INPUT FOR THIS TASK:
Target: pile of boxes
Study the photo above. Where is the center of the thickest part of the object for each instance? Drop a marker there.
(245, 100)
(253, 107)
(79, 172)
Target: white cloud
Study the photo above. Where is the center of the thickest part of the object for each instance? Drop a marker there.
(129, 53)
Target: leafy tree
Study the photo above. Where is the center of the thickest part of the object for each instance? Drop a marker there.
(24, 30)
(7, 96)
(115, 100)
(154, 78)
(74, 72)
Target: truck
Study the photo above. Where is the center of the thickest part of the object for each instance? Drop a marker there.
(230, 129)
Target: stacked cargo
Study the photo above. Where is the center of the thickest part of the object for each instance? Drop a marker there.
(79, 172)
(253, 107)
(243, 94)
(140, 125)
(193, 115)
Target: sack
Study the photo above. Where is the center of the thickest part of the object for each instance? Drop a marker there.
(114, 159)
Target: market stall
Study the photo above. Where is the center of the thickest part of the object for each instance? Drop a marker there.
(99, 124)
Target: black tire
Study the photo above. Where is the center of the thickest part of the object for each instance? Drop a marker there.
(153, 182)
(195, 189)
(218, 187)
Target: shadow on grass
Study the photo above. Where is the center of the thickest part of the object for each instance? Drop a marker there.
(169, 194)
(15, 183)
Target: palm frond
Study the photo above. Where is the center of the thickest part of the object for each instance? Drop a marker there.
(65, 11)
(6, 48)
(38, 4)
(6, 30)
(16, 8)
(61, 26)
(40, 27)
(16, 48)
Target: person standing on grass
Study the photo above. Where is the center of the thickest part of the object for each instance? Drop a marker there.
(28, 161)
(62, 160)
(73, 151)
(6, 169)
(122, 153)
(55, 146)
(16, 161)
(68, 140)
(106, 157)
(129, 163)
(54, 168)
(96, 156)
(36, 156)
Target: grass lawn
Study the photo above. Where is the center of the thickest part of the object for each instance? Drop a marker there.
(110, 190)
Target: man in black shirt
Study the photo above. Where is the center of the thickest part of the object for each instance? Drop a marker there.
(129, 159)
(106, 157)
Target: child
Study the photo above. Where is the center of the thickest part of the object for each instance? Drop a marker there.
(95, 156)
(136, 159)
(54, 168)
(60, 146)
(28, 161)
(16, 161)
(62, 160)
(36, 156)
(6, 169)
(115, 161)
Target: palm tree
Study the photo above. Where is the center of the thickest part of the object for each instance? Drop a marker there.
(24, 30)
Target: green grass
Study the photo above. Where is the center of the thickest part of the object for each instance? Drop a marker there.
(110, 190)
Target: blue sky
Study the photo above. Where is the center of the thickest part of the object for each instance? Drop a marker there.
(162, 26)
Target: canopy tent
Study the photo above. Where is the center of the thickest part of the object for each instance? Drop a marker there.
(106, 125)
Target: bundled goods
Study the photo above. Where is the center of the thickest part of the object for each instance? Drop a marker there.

GOAL: Take the lines above and retype all of them exactly.

PROBLEM SOLUTION:
Target: pile of boxes
Study the photo above. Where is the center of the thickest part of the object for each instance? Drop a marker there.
(245, 100)
(253, 107)
(79, 172)
Target: white cloud
Study the photo above. Where is the center of the thickest part of the object for each instance? Drop a marker there.
(129, 53)
Target: leafy tree
Study the photo above. Where is the center of the thickest part of the object for each instance? Drop a marker there.
(24, 30)
(7, 96)
(115, 100)
(154, 78)
(74, 72)
Target: truck
Study the photo above. Where is the center of the thickest part of the object for each instance? Drop a marker there.
(230, 129)
Target: stacked cargo
Study the photo above. Where is the center of the thickest part of the object for each instance? Drop a marker there.
(79, 172)
(253, 107)
(243, 94)
(140, 125)
(193, 115)
Target: sack
Study the photo above. Where is the center of the thickest part of the object for each instance? Drop a marker there.
(114, 159)
Target: market stall
Study the photo above. Where is the center of the thickest part of the object for each instance? Drop a marker there.
(99, 124)
Target: black tire
Study the photo above. Where is the center of the thickest part of the object for each instance? Drop a marker there.
(153, 182)
(195, 189)
(218, 187)
Target: shadow on grass
Study the photo above. Where is the center of the thickest part of the object for each instance? Drop a marker there.
(169, 194)
(15, 183)
Target: palm frond
Study the photo above. Where is the center of the thickest part of the object for each instance? Drop a marker there.
(65, 11)
(6, 48)
(38, 4)
(6, 30)
(16, 8)
(61, 26)
(40, 27)
(16, 48)
Target: person standing on grass
Study the photo above. Where is the center of the thickest part of the object for each instance? Drop a marker there.
(28, 161)
(62, 160)
(73, 151)
(6, 169)
(122, 153)
(55, 146)
(16, 161)
(68, 140)
(106, 157)
(129, 163)
(54, 168)
(96, 156)
(36, 156)
Target: grass lawn
Study the photo above. Where is the center of the thickest part of the object for each instance? Drop a marker there.
(110, 190)
Target: man in black shirt
Study the photo above. Where is the center of the thickest part of the object for each instance? Drop a marker there.
(129, 159)
(106, 157)
Target: child
Study the photo above. Where is the center of the thickest part of the object for each instance? Drop a marker there.
(95, 156)
(136, 159)
(54, 168)
(60, 146)
(28, 161)
(16, 161)
(62, 160)
(36, 156)
(6, 169)
(115, 161)
Target: palm tree
Study the photo above. Where is the center of the thickest part of the object for each instance? Drop a marker there.
(24, 30)
Target: green grass
Study the photo above. Where is the center of the thickest part of the object for each instance? Drop a marker there.
(110, 190)
Target: blue sky
Study the photo above. Where is the center of the thickest part of the object for each instance? Drop a marker there.
(162, 26)
Target: canopy tent
Study the photo above. Where is the center of the thickest part of the object for each instance? Drop a marker there.
(106, 125)
Target: bundled goods
Study the photo above. Where is the center of the thickest part of the object for each instance? Drop a marker there.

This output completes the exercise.